── EXTRAIT SOURCE ──
19 juin 2011 7 19 /06 /juin /2011 12:55

 

En 1990, la Fondation pour la Mémoire de la Déportation était créée afin de pérenniser la mémoire de l’Internement et de la Déportation au-delà de la génération des témoins. Dès le départ, la Fondation s’associait à une autre action créée en 1961 visant plus particulièrement les jeunes : le Concours national de la Résistance et de la Déportation. Depuis, le jeune public demeure une composante essentielle de chaque entreprise mémorielle. 

 

Cette association des jeunes au travail de mémoire a toujours été une priorité pour les associations, soutenues dans cette mission par le ministère de l’Education Nationale.

Sur le site institutionnel Eduscol à destination des professionnels de l’Education, on peut trouver de nombreux documents visant à lier l’enseignement et la transmission de la mémoire. Les professeurs (notamment d’histoire-géographie et d’éducation civique) sont invités « à associer les élèves aux commémorations et à mettre en œuvre des actions de sensibilisation (lecture de texte, venue d'intervenants extérieurs, projection de film etc...) ».

Le ministère insiste néanmoins sur quelques commémorations précises qui témoignent d’un prisme mémoriel surprenant de la part d’une institution censée briller par son objectivité. Ainsi, les professeurs sont invités à diriger leurs élèves vers une mémoire minutieusement balisée autour du souvenir de Guy Môquet, de l’armistice de la Première Guerre mondiale, des génocides et de la prévention des crimes contre l’humanité, du souvenir des victimes de la déportation, de l’armistice du 8 mai 1945 et de la traite négrière, de l’esclavage et de leurs abolitions.
───
── SECTION DE DONNÉES ──
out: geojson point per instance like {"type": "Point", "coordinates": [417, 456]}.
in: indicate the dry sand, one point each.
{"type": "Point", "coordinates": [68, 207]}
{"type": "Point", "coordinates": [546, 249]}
───
● CONSIGNE
Recopiez sans rien modifier le passage de l'extrait sur la mémoire de la Déportation qui va de « 19 juin 2011 » à « chaque entreprise mémorielle. ».

● RÉPONSE CORRECTE
19 juin 2011 7 19 /06 /juin /2011 12:55

 

En 1990, la Fondation pour la Mémoire de la Déportation était créée afin de pérenniser la mémoire de l’Internement et de la Déportation au-delà de la génération des témoins. Dès le départ, la Fondation s’associait à une autre action créée en 1961 visant plus particulièrement les jeunes : le Concours national de la Résistance et de la Déportation. Depuis, le jeune public demeure une composante essentielle de chaque entreprise mémorielle.